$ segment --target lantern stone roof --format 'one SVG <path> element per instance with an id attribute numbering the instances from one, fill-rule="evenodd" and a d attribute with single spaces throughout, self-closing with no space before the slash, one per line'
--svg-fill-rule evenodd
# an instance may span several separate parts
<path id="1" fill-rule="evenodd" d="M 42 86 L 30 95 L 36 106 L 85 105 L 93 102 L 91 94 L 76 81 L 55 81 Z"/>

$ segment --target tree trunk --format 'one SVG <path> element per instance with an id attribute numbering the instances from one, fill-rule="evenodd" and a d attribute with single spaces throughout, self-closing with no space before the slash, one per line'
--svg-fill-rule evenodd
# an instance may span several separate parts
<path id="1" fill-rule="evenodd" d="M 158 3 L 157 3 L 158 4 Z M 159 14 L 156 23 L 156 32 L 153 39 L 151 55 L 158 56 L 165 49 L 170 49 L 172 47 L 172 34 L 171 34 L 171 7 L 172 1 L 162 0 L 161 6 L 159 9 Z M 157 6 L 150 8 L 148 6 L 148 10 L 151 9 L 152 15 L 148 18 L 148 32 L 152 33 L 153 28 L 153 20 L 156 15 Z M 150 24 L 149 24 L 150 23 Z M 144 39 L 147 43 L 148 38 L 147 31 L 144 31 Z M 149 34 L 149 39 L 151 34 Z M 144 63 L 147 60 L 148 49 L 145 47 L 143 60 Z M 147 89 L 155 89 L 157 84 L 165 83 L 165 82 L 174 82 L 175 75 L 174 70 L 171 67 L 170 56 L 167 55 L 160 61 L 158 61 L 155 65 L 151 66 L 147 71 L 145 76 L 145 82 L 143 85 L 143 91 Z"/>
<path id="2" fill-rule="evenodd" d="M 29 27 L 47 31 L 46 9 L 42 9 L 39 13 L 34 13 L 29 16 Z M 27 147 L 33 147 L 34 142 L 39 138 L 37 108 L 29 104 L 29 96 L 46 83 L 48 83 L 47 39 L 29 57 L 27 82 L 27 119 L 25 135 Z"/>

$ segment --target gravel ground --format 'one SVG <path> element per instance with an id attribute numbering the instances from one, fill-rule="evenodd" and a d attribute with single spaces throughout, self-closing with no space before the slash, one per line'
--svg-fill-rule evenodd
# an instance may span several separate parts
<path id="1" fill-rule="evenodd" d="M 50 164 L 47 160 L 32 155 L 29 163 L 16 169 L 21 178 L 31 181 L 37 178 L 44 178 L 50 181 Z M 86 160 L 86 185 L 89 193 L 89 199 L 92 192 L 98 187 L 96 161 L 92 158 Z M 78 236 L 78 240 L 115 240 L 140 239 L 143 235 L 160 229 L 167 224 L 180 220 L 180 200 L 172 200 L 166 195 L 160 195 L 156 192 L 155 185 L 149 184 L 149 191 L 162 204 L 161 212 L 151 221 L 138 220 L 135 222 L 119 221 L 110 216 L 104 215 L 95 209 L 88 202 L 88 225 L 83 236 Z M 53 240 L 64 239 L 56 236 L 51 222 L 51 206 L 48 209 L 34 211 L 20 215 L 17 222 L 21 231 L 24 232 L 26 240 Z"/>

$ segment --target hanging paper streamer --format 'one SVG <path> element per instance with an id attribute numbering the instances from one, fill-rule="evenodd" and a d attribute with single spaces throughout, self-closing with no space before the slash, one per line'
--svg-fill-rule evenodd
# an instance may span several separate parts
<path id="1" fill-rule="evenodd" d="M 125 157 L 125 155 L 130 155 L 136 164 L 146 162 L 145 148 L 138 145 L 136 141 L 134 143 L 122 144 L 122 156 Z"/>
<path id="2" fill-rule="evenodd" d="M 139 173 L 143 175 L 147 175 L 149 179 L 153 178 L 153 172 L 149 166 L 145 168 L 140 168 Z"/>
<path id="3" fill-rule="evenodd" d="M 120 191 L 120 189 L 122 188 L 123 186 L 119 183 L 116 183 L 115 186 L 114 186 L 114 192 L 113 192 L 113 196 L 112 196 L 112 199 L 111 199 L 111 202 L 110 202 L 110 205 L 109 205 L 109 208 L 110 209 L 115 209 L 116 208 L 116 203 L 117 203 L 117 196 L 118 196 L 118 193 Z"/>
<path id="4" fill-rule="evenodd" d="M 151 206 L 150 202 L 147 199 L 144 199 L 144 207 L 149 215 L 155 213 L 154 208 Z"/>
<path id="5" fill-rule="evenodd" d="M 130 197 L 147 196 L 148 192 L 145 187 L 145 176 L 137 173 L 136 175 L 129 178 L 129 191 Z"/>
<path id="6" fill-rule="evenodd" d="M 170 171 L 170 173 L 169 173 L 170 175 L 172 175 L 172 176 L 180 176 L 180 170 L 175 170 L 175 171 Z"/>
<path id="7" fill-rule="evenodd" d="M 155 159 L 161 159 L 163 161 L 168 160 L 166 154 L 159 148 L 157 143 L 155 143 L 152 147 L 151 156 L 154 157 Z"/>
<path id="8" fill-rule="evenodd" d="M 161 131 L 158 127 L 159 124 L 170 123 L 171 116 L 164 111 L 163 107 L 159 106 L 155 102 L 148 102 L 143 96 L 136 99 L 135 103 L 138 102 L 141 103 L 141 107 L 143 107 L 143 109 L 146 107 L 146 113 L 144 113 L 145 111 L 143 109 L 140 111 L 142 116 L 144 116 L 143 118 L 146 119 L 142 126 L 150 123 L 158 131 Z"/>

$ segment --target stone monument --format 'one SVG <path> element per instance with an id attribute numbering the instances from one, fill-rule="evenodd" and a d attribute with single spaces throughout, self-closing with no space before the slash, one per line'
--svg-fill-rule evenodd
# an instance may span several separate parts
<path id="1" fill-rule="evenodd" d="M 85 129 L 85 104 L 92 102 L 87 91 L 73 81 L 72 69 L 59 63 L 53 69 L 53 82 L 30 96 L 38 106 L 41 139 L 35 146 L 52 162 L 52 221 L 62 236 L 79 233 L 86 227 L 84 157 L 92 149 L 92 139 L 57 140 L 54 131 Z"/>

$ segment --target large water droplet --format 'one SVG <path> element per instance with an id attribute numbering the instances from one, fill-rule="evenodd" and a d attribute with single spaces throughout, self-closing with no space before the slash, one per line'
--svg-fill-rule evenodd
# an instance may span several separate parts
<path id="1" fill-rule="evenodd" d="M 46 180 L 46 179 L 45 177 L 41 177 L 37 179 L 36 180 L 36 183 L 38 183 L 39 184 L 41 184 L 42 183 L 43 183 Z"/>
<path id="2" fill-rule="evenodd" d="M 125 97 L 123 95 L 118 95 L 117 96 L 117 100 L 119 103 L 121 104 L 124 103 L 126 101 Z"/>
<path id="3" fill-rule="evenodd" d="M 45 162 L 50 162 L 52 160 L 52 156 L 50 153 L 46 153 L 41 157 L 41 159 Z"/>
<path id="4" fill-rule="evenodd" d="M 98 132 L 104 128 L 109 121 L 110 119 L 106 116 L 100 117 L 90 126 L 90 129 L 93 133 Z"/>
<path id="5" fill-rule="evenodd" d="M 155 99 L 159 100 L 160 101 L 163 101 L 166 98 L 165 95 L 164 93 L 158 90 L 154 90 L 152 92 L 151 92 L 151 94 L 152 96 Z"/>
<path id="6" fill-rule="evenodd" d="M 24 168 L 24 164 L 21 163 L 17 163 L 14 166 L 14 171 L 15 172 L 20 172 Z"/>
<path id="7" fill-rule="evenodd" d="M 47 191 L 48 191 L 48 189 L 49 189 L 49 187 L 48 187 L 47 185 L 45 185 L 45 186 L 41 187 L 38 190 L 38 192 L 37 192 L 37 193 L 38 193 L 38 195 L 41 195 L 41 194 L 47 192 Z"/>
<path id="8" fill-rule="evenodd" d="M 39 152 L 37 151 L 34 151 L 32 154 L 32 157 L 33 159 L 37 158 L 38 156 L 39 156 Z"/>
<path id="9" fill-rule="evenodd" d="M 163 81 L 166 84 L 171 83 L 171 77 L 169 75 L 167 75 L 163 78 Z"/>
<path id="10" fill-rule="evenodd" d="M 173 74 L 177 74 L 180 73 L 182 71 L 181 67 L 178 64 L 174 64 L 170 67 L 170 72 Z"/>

------------------------

:: Goal ::
Take the lines beginning with the one that contains "segment --target tree" and running through the one that contains "50 164 L 47", and rewrite them as a Markdown table with a No. column holding the row number and a Line column holding the line. Leave out any blank lines.

:: Answer below ::
| No. | Line |
|---|---|
| 1 | $ segment --target tree trunk --format 'one SVG <path> element per instance with an id attribute numbering the instances from one, fill-rule="evenodd" and a d attribute with single spaces throughout, self-closing with no space before the slash, one per line' |
| 2 | --svg-fill-rule evenodd |
| 3 | # an instance may span several separate parts |
| 4 | <path id="1" fill-rule="evenodd" d="M 158 3 L 157 3 L 158 4 Z M 159 14 L 156 23 L 156 32 L 153 39 L 151 55 L 158 56 L 165 49 L 170 49 L 172 47 L 172 34 L 171 34 L 171 7 L 172 1 L 162 0 L 161 6 L 159 9 Z M 157 6 L 150 8 L 148 6 L 148 10 L 151 9 L 152 15 L 148 18 L 148 32 L 152 33 L 153 28 L 153 20 L 156 15 Z M 150 24 L 149 24 L 150 23 Z M 144 39 L 147 43 L 148 38 L 147 31 L 144 31 Z M 149 34 L 149 39 L 151 34 Z M 144 63 L 147 60 L 148 49 L 145 47 L 143 60 Z M 147 89 L 155 89 L 157 84 L 165 83 L 165 82 L 174 82 L 175 75 L 174 70 L 171 67 L 170 56 L 167 55 L 160 61 L 158 61 L 155 65 L 151 66 L 147 71 L 145 76 L 145 82 L 143 85 L 143 91 Z"/> |
| 5 | <path id="2" fill-rule="evenodd" d="M 29 27 L 47 31 L 46 9 L 42 9 L 39 13 L 34 13 L 29 16 Z M 27 147 L 33 147 L 34 142 L 39 138 L 37 108 L 29 104 L 29 96 L 46 83 L 48 83 L 47 39 L 29 57 L 27 82 L 27 119 L 25 135 Z"/> |
| 6 | $ segment --target gravel ground --format 'one SVG <path> element per instance with an id attribute numbering the instances from one, fill-rule="evenodd" and a d attribute with single spaces throughout, self-closing with no space before the slash, one per line' |
| 7 | --svg-fill-rule evenodd |
| 8 | # an instance may span several separate parts |
| 9 | <path id="1" fill-rule="evenodd" d="M 50 164 L 47 160 L 32 155 L 29 163 L 16 169 L 21 178 L 31 181 L 37 178 L 44 178 L 50 181 Z M 86 160 L 86 185 L 89 193 L 89 199 L 92 192 L 98 187 L 96 161 L 92 158 Z M 78 236 L 78 240 L 115 240 L 140 239 L 143 235 L 160 229 L 167 224 L 180 220 L 180 200 L 172 200 L 166 195 L 160 195 L 156 192 L 155 185 L 149 184 L 149 191 L 162 204 L 161 212 L 151 221 L 138 220 L 135 222 L 119 221 L 110 216 L 104 215 L 95 209 L 88 202 L 88 225 L 83 236 Z M 53 240 L 64 239 L 56 236 L 51 222 L 51 206 L 48 209 L 34 211 L 20 215 L 17 222 L 21 231 L 24 232 L 26 240 Z"/> |